- **Problem details**
Could you render the lines of the items from the one containing "subject: white car" through the one containing "Give the mask of every instance of the sidewalk", both included, as a Markdown table with the columns Row and Line, skipping any blank lines?

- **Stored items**

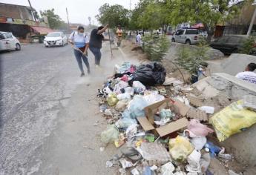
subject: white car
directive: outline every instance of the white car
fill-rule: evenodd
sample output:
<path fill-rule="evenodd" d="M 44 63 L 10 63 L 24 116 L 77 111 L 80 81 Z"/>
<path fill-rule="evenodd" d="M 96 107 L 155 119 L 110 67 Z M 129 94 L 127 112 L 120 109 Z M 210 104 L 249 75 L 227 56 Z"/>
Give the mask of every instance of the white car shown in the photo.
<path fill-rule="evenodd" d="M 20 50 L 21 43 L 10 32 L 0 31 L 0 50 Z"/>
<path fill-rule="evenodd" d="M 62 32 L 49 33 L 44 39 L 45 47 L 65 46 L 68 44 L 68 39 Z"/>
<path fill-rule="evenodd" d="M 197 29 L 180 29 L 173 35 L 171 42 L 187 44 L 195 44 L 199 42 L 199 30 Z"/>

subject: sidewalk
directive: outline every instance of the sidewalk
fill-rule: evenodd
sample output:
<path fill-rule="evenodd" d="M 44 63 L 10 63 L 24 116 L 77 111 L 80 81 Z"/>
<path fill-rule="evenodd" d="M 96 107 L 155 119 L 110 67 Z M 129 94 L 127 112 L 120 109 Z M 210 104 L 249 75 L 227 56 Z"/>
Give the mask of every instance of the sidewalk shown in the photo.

--

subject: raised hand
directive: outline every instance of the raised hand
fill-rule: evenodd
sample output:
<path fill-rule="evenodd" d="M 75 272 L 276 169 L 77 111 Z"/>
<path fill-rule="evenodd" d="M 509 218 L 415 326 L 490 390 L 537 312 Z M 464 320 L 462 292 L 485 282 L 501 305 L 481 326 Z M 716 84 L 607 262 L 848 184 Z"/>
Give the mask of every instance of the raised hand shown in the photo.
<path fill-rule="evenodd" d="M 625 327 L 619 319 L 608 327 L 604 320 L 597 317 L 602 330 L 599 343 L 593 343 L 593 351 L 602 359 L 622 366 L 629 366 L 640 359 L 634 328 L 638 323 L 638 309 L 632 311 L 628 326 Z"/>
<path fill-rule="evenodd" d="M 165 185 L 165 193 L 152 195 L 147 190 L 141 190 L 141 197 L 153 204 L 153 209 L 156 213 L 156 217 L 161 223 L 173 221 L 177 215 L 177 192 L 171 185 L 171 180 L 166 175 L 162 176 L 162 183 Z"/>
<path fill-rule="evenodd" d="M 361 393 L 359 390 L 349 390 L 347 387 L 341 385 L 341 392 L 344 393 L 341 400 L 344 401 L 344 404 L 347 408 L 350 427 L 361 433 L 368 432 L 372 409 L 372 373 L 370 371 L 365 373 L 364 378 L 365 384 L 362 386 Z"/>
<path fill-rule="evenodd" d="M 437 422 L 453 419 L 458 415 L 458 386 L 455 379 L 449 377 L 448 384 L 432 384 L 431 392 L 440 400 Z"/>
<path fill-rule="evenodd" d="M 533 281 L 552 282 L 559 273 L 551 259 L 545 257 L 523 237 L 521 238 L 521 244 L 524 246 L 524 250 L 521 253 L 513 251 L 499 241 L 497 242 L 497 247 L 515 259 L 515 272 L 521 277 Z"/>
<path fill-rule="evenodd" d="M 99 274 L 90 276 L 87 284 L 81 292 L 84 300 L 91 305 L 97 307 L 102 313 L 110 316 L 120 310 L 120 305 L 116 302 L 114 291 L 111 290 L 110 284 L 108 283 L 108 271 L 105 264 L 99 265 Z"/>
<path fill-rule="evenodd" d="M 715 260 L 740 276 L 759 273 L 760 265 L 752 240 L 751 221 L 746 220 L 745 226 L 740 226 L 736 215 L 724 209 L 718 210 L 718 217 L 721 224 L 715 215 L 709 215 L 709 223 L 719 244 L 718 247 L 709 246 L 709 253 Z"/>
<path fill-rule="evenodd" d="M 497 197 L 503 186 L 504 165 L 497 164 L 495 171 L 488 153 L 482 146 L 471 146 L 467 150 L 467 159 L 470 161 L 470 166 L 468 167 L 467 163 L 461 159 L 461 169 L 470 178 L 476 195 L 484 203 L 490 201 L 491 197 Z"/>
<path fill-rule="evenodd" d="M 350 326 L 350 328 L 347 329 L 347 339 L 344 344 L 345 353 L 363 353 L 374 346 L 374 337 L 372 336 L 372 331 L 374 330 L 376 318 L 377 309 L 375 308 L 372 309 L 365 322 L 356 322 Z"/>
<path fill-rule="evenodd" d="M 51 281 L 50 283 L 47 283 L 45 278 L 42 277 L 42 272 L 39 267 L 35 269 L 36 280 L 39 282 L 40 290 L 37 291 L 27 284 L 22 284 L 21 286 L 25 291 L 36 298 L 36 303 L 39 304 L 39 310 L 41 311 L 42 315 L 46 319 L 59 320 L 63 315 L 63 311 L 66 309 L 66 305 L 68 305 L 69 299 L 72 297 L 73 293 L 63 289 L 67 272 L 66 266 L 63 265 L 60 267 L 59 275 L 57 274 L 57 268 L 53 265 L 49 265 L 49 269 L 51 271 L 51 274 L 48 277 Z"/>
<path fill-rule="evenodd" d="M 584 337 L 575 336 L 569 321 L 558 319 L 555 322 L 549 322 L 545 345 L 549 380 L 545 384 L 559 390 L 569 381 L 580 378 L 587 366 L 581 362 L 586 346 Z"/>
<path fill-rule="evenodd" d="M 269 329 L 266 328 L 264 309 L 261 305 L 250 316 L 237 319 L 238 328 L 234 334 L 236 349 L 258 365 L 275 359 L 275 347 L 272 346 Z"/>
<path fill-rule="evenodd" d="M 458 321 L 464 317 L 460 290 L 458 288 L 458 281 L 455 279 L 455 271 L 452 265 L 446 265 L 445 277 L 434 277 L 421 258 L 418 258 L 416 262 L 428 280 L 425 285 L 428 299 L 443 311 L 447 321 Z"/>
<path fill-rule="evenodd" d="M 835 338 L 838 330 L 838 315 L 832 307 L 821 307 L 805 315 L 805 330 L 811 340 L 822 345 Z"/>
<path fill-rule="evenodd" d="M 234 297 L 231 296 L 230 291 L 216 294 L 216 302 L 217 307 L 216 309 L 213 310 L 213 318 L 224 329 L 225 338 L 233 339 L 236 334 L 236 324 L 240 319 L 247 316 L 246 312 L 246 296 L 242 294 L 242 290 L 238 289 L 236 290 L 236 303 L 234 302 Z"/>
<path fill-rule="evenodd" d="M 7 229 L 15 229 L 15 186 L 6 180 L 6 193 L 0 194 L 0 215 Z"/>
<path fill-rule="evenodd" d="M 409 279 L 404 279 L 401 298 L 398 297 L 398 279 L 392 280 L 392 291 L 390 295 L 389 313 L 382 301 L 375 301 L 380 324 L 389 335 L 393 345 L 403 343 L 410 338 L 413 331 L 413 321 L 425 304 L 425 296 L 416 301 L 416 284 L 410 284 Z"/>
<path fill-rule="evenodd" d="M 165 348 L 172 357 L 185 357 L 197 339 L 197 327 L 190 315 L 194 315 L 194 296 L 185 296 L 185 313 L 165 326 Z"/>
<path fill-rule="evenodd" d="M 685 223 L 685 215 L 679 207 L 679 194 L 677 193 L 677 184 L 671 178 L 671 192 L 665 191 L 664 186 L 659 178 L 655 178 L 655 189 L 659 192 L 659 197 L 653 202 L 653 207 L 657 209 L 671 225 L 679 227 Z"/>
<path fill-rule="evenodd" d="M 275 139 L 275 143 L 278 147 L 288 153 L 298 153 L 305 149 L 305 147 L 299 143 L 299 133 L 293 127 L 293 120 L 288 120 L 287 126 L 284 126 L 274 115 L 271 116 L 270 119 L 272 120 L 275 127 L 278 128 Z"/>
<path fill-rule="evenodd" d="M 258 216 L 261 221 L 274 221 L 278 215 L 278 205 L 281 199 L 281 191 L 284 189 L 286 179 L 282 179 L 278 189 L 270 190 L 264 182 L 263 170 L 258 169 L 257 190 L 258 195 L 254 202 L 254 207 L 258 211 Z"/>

- **Solution for this problem**
| Row | Line |
|---|---|
| 1 | subject: white car |
| 2 | directive: outline every instance of the white car |
| 3 | fill-rule: evenodd |
| 4 | sample output: |
| 5 | <path fill-rule="evenodd" d="M 44 63 L 10 63 L 24 116 L 77 111 L 80 81 Z"/> |
| 6 | <path fill-rule="evenodd" d="M 96 107 L 155 119 L 110 67 Z M 129 94 L 127 112 L 120 109 Z M 210 104 L 249 75 L 227 56 Z"/> |
| 7 | Give the mask of every instance of the white car shown in the photo. |
| 8 | <path fill-rule="evenodd" d="M 20 50 L 21 43 L 10 32 L 0 31 L 0 50 Z"/> |
| 9 | <path fill-rule="evenodd" d="M 62 32 L 49 33 L 44 39 L 45 47 L 65 46 L 68 44 L 68 39 Z"/> |
| 10 | <path fill-rule="evenodd" d="M 197 29 L 180 29 L 173 35 L 171 42 L 187 44 L 195 44 L 199 42 L 199 30 Z"/> |
| 11 | subject: sidewalk |
| 12 | directive: outline every instance of the sidewalk |
| 13 | fill-rule: evenodd |
| 14 | sample output: |
| 15 | <path fill-rule="evenodd" d="M 44 63 L 10 63 L 24 116 L 77 111 L 80 81 Z"/> |
| 16 | <path fill-rule="evenodd" d="M 96 107 L 155 119 L 110 67 Z M 129 94 L 127 112 L 120 109 Z M 210 104 L 249 75 L 227 56 Z"/> |
| 17 | Give the mask of every instance of the sidewalk shown in the photo. |